** Requirements **
Gather and copy out each of the lines below that contains the string "Target". Case counts.

** Items **
-*-

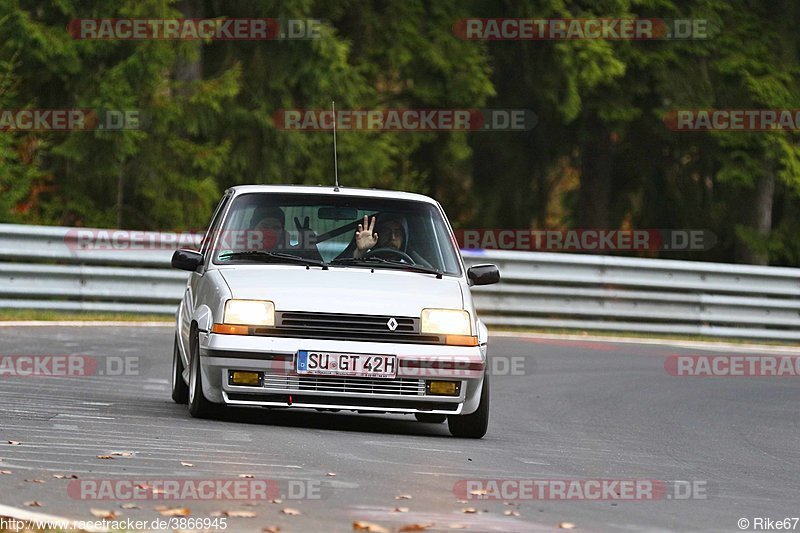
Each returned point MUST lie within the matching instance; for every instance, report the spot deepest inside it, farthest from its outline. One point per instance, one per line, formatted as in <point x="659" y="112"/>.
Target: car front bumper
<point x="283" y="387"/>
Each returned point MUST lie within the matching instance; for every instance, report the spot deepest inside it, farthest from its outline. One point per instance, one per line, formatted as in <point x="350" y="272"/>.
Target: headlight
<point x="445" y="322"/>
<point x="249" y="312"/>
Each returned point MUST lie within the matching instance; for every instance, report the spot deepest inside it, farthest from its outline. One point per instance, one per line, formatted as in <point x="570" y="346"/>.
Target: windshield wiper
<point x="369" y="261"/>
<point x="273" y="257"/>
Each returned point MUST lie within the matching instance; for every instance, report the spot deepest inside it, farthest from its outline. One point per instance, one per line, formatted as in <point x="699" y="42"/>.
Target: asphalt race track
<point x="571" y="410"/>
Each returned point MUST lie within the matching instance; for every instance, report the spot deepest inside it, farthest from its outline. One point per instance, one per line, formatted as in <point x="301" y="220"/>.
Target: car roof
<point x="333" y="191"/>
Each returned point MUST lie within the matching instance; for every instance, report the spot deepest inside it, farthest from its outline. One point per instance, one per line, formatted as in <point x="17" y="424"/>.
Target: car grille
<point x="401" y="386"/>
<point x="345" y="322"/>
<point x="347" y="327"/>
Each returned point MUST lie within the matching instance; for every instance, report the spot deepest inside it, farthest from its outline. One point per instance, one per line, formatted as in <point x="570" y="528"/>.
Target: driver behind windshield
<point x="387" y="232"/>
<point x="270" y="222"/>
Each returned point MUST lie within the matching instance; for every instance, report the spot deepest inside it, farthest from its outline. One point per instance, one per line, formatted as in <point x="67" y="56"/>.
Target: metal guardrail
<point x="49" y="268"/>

-*-

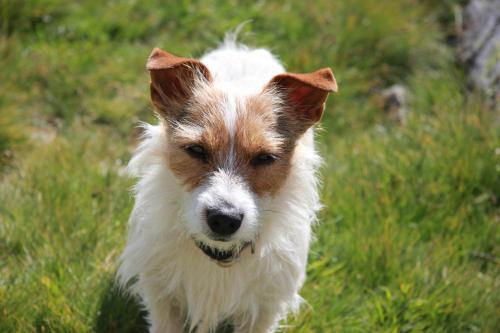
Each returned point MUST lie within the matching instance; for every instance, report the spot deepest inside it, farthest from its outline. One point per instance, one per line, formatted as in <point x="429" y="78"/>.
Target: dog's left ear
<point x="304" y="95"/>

-*-

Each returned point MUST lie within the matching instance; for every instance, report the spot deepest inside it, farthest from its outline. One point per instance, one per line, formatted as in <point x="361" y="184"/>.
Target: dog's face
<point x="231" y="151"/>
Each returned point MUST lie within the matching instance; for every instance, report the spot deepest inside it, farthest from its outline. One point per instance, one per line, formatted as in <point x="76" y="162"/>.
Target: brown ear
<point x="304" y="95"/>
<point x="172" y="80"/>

-*-

** In response **
Target: car front bumper
Target: headlight
Target: windshield wiper
Target: asphalt race track
Target: car roof
Target: car grille
Target: driver behind windshield
Target: metal guardrail
Target: dog's left ear
Target: dog's face
Target: brown ear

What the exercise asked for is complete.